■ **原文摘录**:
读写文件

创建文件

Python open() 方法用于打开一个文件，并返回文件对象，在对文件进行处理过程都需要使用到这个函数，如果该文件无法被打开，会抛出 OSError。

**注意：**使用 open() 方法一定要保证关闭文件对象，即调用 close() 方法。

open() 函数常用形式是接收两个参数：文件名(file)和模式(mode)。其中mode可选，设置文件的打开模式

语法格式：open(file, mode='r', buffering=-1, encoding=None, errors=None, newline=None, closefd=True, opener=None)

f = open("new_file.txt", "w")   # 创建并打开
f.write("some text...")         # 在文件里写东西
f.close()                       # 关闭

正常来说，文件会保存在你脚本的当前目录下，比如运行的是 me.py 脚本，那么 new_file.txt 就会被创建在这个脚本的同级目录中。

■ **提取条目**:
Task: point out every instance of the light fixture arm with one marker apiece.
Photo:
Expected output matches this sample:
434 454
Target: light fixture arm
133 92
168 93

■ **你的任务**:
1. 请把关于 Python 读写文件的文字中从“open() 函数常用形式是”一直到“脚本，那么 new_file.txt 就会被创建在这个脚本的同级目录中。”的部分逐字重新输入一遍。
2. 请接着关于 Python 读写文件的文字的最后一句往下续写。
以上条目与此无关。

■ **参考答案**:
1.
open() 函数常用形式是接收两个参数：文件名(file)和模式(mode)。其中mode可选，设置文件的打开模式

语法格式：open(file, mode='r', buffering=-1, encoding=None, errors=None, newline=None, closefd=True, opener=None)

f = open("new_file.txt", "w")   # 创建并打开
f.write("some text...")         # 在文件里写东西
f.close()                       # 关闭

正常来说，文件会保存在你脚本的当前目录下，比如运行的是 me.py 脚本，那么 new_file.txt 就会被创建在这个脚本的同级目录中。

2.
如果你觉得要写一个 f.close() 或者有时候你怕自己忘记要 close(), Python 人性化地提供了另外一种打开文件的方式。这个方式把打开和关闭嵌入到了一个 with 架构中。

with open("new_file2.txt", "w") as f:
    f.writelines(["some text for file2...\n", "2nd line\n"])
    #当你传入的时候像列表样的数据时， 列表中的每个元素就是一行记录，数据会分行来写。

读文件

在读文件的时候，和写文件的方式是十分类似的，就把里面的 w 改成 r。也就是说，其实 w 代表的是 write， r 代表的是 read。

f = open("new_file2.txt", "r")
print(f.read())
f.close()

输出：

some text for file2...
2nd line

如果你的记录是一个列表，你想在文件中每行记录列表当中的一个值，可以用 writelines()，那么在读文件的时候，也可以 readlines() 直接读出来一个列表。

with open("new_file2.txt", "r") as f:
    print(f.readlines())

输出：

['some text for file2...\n', '2nd line\n']

readline()能一行一行读取，取代一次性读取，不让内存被一次性占满（没有s，和 readlines() 区分）

with open("new_file2.txt", "r") as f:
    while True:
        line = f.readline()
        print(line)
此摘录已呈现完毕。